## To do
Pictures do not belong in the copy. Return all of the entries exactly.

## Exercise input
◆ ◆ ◆
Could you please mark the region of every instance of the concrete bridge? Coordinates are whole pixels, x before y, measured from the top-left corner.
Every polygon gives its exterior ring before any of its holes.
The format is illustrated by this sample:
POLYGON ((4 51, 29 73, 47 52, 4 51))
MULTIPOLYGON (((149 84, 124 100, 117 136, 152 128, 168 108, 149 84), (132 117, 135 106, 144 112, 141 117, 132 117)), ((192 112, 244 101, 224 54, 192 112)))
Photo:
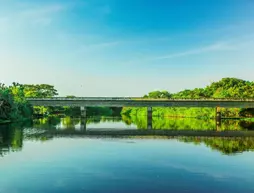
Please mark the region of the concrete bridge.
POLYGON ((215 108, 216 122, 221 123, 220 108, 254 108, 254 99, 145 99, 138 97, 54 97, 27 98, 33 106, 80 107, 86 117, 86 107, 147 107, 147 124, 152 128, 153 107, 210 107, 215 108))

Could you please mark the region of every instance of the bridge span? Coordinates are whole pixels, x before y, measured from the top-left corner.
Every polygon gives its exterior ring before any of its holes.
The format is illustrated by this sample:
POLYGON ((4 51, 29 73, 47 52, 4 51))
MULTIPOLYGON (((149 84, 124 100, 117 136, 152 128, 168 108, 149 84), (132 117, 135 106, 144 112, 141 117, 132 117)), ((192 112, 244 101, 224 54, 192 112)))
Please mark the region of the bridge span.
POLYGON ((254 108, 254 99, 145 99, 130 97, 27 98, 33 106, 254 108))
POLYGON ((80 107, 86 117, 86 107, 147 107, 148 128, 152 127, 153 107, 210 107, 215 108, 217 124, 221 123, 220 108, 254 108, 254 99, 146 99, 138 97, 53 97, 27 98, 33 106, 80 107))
◆ ◆ ◆
## Output for this task
Could you please mark the region of every instance of the concrete bridge? Coordinates are whole pixels, x before y, measured from the top-left corner.
Every polygon gives its exterior ring before any of its holes.
The format is illustrated by this sample:
POLYGON ((4 51, 29 73, 47 52, 4 51))
MULTIPOLYGON (((149 84, 124 100, 117 136, 152 128, 168 108, 149 84), (132 117, 135 106, 144 112, 141 117, 132 117)), ((192 112, 244 101, 224 54, 192 112)))
Photo:
Please mark the region of the concrete bridge.
POLYGON ((215 108, 216 122, 221 123, 220 108, 254 108, 254 99, 145 99, 138 97, 54 97, 27 98, 33 106, 80 107, 86 117, 86 107, 147 107, 147 124, 152 128, 153 107, 210 107, 215 108))

Could you please mark the region of every instance of the bridge span? Coordinates are whole pixels, x before y, measured from the top-left corner.
Every polygon gives its exterior ring before any of its holes.
The format is illustrated by this sample:
POLYGON ((4 51, 29 73, 47 52, 4 51))
MULTIPOLYGON (((149 84, 124 100, 117 136, 152 128, 168 108, 149 84), (132 117, 135 106, 144 112, 141 117, 132 117)), ((192 112, 244 101, 224 54, 192 112)))
Please mark the region of the bridge span.
POLYGON ((254 108, 254 99, 145 99, 130 97, 27 98, 33 106, 254 108))
POLYGON ((80 107, 86 117, 86 107, 147 107, 148 128, 152 127, 153 107, 210 107, 215 108, 217 124, 221 123, 220 108, 254 108, 254 99, 146 99, 138 97, 53 97, 27 98, 33 106, 80 107))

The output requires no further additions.